Work required — Starting from the line that holds "rough mask: <svg", print each remaining line of the entries exactly, ending with the last.

::::::::::

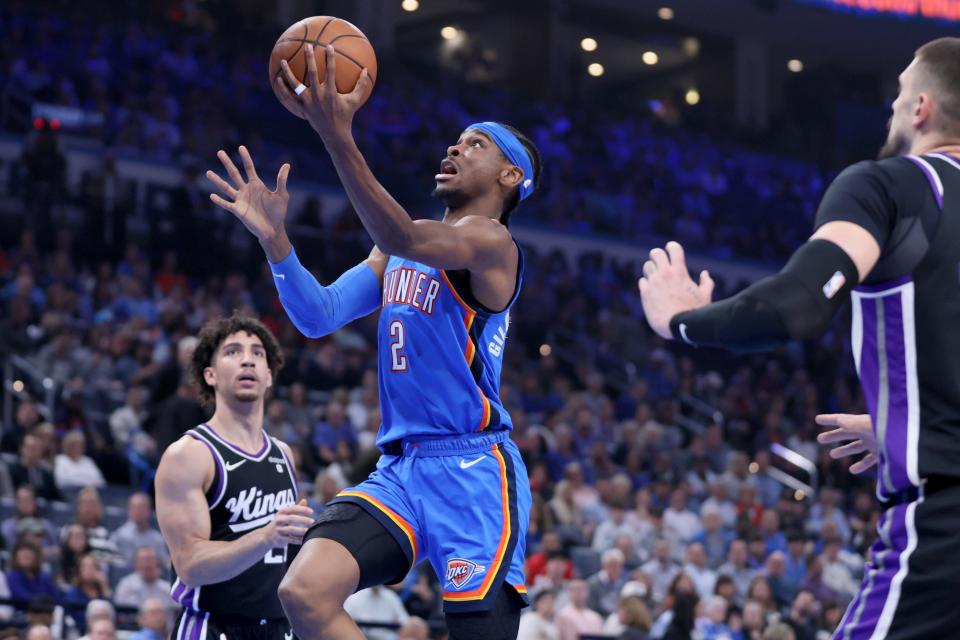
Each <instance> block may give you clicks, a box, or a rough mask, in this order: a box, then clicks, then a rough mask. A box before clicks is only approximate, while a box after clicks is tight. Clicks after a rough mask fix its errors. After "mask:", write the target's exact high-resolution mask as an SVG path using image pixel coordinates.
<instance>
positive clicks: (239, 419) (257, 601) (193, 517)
mask: <svg viewBox="0 0 960 640" xmlns="http://www.w3.org/2000/svg"><path fill="white" fill-rule="evenodd" d="M199 338H200V342H199V344H198V345H197V348H196V351H195V352H194V356H193V362H192V363H191V369H192V374H193V376H194V382H195V384H197V386H198V387H199V390H200V396H201V398H202V399H203V400H205V401H208V402H209V401H210V400H213V402H214V403H215V407H216V410H215V412H214V414H213V417H212V418H210V420H209V421H208V422H207V423H205V424H202V425H199V426H197V427H196V428H194V429H191V430H190V431H187V433H186V435H184V436H183V437H182V438H180V439H179V440H178V441H176V442H175V443H173V444H172V445H170V447H169V448H168V449H167V451H166V452H165V453H164V455H163V458H162V459H161V460H160V467H159V469H158V470H157V479H156V489H157V518H158V519H159V521H160V530H161V532H162V533H163V537H164V539H165V540H166V542H167V545H168V546H169V547H170V557H171V558H172V560H173V567H174V570H175V573H176V580H175V581H174V583H173V588H172V593H171V595H172V597H173V599H174V600H175V601H176V602H177V603H178V604H180V605H182V606H183V608H184V609H183V612H182V613H181V614H180V617H179V618H178V620H177V623H176V626H175V627H174V631H173V638H174V640H207V639H208V638H209V639H210V640H223V637H224V636H225V637H226V638H229V639H230V640H233V638H247V639H258V640H259V639H262V640H282V639H284V638H285V639H286V640H291V638H292V637H293V634H292V631H291V629H290V625H289V624H288V623H287V621H286V619H285V617H284V614H283V609H282V608H281V606H280V600H279V598H278V597H277V588H278V587H279V585H280V580H281V579H282V578H283V574H284V572H285V569H286V560H287V545H291V544H292V545H297V544H300V543H301V541H302V540H303V534H304V533H305V532H306V531H307V528H308V527H309V526H310V525H311V524H313V518H312V517H311V516H312V514H313V512H312V510H311V509H310V508H309V507H307V506H306V500H301V501H300V502H299V503H298V502H297V500H298V495H297V483H296V474H295V470H294V467H293V462H292V456H291V453H290V449H289V447H288V446H287V445H286V444H284V443H282V442H280V441H279V440H277V439H276V438H272V437H270V436H268V435H267V434H266V433H265V432H264V430H263V415H264V397H265V396H266V394H267V390H268V389H269V388H270V387H271V386H272V384H273V376H274V375H275V374H276V373H277V372H278V371H279V369H280V367H281V366H282V364H283V359H282V355H281V352H280V347H279V345H278V344H277V340H276V338H274V336H273V335H272V334H271V333H270V331H269V330H268V329H267V328H266V327H264V326H263V325H262V324H261V323H260V322H258V321H257V320H254V319H252V318H246V317H243V316H238V315H234V316H233V317H231V318H228V319H219V320H214V321H211V322H209V323H207V325H206V326H205V327H204V328H203V329H202V330H201V331H200V335H199Z"/></svg>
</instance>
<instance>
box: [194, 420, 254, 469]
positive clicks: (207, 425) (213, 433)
mask: <svg viewBox="0 0 960 640" xmlns="http://www.w3.org/2000/svg"><path fill="white" fill-rule="evenodd" d="M202 426H203V427H205V428H206V430H207V431H209V432H210V434H211V435H212V436H213V437H214V438H216V439H217V441H218V442H219V443H220V444H222V445H224V446H226V447H229V448H230V450H231V451H236V452H237V453H239V454H240V455H242V456H244V457H246V458H250V459H252V460H256V461H257V462H260V461H261V460H263V456H265V455H267V451H269V450H270V438H268V437H267V433H266V432H265V431H261V432H260V433H261V435H262V436H263V446H262V447H260V451H258V452H257V453H250V452H248V451H244V450H243V449H241V448H240V447H238V446H237V445H235V444H232V443H230V442H228V441H227V440H224V439H223V437H222V436H221V435H220V434H218V433H217V432H216V431H214V430H213V427H211V426H210V425H209V424H207V423H204V424H203V425H202Z"/></svg>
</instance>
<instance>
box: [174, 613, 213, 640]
mask: <svg viewBox="0 0 960 640" xmlns="http://www.w3.org/2000/svg"><path fill="white" fill-rule="evenodd" d="M209 615H210V614H209V613H200V612H198V611H193V610H191V609H187V610H186V611H184V612H183V619H182V620H181V621H180V626H179V627H178V628H177V635H176V639H177V640H203V629H204V626H206V622H207V617H208V616H209Z"/></svg>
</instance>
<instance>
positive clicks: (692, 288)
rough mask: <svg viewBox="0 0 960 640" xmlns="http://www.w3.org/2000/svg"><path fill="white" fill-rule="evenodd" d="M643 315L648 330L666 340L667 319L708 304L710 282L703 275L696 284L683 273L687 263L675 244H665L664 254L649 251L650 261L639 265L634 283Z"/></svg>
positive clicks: (712, 281)
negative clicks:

::::::::::

Expected answer —
rough mask: <svg viewBox="0 0 960 640" xmlns="http://www.w3.org/2000/svg"><path fill="white" fill-rule="evenodd" d="M643 315L648 330L666 340L667 319L708 304L710 282L703 275L696 284L683 273L687 263L675 244H665L664 254L649 251L650 261L639 265L634 283Z"/></svg>
positive clicks: (712, 281)
negative clicks:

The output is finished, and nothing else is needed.